Passage for review →
┏━━
I am (mainly) a DBA, tho’ I also dabble in other bits of back-end infrastructure (operating systems, storage and so on), and one of my key metrics is the ratio of DBAs:DBs in an organization. To that end I am very interested in automation of common (and not so common) tasks, and self-diagnosing and self-healing systems.
Dissatisfied with the approaches to “scripting” in use at my company (rudimentary shell scripts and horrible tangles of Perl) I introduced Python roughly 3 years ago. This allowed me not only to get more done, more quickly, but also to tackle projects previously considered well out of scope for DBAs; any tool or report we needed, I’d just make it. For example, when an alert fires in the middle of the night, by the time I’ve logged in an expert system (cc’d on the email alert) has already gathered the relevant logs, run some queries and had a go at fixing it – done what I would have done – and it’s all in my inbox. Or alerts that check what was happening this time yesterday or a week ago, or if there is a deviation from a fitted curve, and then decide whether to fire, rather than the dumb thresholds we were using before.
┗━━
Supplied material →
┏━━
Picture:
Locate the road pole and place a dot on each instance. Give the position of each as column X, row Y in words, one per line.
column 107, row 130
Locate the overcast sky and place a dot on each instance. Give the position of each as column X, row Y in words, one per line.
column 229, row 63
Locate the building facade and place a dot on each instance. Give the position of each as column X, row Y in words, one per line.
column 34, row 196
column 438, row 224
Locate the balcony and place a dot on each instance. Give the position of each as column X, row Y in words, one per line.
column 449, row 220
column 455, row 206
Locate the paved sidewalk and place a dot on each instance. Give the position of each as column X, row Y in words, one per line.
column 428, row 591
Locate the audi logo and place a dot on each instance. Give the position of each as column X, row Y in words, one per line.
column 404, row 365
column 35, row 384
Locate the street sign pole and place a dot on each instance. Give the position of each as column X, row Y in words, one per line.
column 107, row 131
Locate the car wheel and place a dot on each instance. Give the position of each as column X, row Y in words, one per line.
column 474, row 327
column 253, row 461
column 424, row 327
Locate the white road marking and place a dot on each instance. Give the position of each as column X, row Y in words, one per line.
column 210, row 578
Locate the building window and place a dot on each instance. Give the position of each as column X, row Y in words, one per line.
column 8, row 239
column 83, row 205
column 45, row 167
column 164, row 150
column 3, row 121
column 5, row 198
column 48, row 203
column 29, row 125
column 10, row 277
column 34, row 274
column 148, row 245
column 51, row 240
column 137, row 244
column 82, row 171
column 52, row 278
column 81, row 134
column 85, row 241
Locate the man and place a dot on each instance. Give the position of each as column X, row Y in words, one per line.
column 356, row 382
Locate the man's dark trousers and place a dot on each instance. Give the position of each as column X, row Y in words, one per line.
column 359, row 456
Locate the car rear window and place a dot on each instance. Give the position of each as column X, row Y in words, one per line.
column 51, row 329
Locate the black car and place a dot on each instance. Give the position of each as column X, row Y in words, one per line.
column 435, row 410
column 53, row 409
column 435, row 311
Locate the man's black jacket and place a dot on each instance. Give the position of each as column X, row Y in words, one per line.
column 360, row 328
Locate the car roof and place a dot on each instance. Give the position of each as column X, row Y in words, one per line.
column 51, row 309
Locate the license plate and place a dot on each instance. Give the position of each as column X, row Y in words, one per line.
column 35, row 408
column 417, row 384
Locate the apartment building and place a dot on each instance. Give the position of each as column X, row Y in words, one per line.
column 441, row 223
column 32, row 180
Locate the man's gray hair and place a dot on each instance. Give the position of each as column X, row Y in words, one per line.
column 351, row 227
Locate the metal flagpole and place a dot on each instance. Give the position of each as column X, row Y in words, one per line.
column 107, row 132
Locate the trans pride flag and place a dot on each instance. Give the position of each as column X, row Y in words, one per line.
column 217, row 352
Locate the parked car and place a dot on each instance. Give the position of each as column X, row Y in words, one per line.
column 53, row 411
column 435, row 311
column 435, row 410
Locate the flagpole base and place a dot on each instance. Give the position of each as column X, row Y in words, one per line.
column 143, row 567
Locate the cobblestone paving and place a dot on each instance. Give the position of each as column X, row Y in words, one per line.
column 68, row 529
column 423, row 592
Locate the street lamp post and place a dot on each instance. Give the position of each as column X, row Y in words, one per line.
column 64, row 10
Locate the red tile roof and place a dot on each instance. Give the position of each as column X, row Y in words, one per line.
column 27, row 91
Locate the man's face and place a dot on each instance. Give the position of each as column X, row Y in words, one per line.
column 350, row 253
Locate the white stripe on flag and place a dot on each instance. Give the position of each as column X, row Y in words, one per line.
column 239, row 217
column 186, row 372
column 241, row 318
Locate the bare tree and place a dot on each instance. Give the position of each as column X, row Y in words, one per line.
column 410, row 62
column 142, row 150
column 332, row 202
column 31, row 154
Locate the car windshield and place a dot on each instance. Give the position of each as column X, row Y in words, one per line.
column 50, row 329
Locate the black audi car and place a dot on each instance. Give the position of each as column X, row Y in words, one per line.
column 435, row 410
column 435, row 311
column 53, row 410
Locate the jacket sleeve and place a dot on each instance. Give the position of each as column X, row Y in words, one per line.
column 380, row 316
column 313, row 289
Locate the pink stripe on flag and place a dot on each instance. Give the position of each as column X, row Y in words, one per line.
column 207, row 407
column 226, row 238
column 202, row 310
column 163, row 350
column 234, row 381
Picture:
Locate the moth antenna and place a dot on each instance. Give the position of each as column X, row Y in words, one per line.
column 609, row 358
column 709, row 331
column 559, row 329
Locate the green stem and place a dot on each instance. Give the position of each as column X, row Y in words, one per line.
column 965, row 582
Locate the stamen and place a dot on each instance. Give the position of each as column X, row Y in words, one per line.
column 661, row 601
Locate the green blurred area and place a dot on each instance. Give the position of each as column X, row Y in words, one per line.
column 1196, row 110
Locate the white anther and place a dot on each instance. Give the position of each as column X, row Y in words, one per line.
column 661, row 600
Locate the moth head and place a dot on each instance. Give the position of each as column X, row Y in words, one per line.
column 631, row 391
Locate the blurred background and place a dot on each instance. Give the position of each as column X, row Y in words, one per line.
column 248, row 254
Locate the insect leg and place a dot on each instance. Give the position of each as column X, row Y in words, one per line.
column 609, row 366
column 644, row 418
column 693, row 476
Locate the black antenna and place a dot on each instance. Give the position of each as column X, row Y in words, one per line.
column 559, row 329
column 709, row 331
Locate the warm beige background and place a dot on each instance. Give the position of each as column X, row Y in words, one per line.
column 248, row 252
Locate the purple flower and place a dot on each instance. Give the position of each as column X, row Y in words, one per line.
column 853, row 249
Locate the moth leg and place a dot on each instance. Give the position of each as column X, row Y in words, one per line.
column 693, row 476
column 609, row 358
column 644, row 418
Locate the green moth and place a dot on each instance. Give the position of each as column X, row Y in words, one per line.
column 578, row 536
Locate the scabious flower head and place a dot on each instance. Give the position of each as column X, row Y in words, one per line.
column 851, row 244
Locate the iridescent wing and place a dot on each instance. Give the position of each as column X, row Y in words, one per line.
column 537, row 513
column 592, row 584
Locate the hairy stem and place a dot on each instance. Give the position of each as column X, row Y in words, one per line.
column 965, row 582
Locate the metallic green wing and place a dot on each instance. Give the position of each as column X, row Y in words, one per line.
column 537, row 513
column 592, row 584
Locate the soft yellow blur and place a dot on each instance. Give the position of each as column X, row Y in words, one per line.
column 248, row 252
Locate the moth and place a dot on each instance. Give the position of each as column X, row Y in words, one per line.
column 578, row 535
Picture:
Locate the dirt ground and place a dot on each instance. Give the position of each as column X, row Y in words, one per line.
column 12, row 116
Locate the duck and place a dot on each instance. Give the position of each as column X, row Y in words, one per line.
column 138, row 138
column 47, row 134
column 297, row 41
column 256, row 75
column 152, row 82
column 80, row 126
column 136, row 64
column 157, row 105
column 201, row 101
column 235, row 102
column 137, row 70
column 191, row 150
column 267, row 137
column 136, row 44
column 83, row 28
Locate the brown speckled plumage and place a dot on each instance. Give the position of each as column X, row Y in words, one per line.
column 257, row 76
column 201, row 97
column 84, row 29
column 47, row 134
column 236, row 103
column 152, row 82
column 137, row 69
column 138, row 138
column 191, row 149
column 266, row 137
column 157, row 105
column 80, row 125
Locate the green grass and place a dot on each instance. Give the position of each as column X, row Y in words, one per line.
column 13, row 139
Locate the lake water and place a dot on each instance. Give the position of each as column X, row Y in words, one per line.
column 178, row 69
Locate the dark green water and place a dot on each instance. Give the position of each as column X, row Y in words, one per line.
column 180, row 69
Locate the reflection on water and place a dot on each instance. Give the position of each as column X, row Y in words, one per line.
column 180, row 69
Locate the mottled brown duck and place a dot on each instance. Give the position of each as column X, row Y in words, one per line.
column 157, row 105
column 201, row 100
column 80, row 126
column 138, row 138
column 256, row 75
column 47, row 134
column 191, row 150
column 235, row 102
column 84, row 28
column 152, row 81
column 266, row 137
┗━━
Task instructions →
1. In the passage on DBA automation, what scripting approaches were in use at the company before Python was introduced?
2. Quote the passage on DBA automation word for word, starting at "Dissatisfied with the" and ending at "were using before.".
3. Extend the passage on DBA automation and Python scripting, picking up after its final sentence.

Written answers →
1. Rudimentary shell scripts and horrible tangles of Perl.

2.
Dissatisfied with the approaches to “scripting” in use at my company (rudimentary shell scripts and horrible tangles of Perl) I introduced Python roughly 3 years ago. This allowed me not only to get more done, more quickly, but also to tackle projects previously considered well out of scope for DBAs; any tool or report we needed, I’d just make it. For example, when an alert fires in the middle of the night, by the time I’ve logged in an expert system (cc’d on the email alert) has already gathered the relevant logs, run some queries and had a go at fixing it – done what I would have done – and it’s all in my inbox. Or alerts that check what was happening this time yesterday or a week ago, or if there is a deviation from a fitted curve, and then decide whether to fire, rather than the dumb thresholds we were using before.

3.
Recently, tho’, I have been looking for more. For example, Python requires runtime support deployed to all machines; Red Hat are still on Python 2.4 and the sysadmins are reluctant to support other versions in parallel. I’d like a language as high-level and productive as Python that compiles to native code, and allows me to make a similar evolutionary leap as from shell script to Python; faster, more reliable, more maintanable, more expressive.
Hence my newfound interest in Haskell and OCaml, which is what this blog will be about.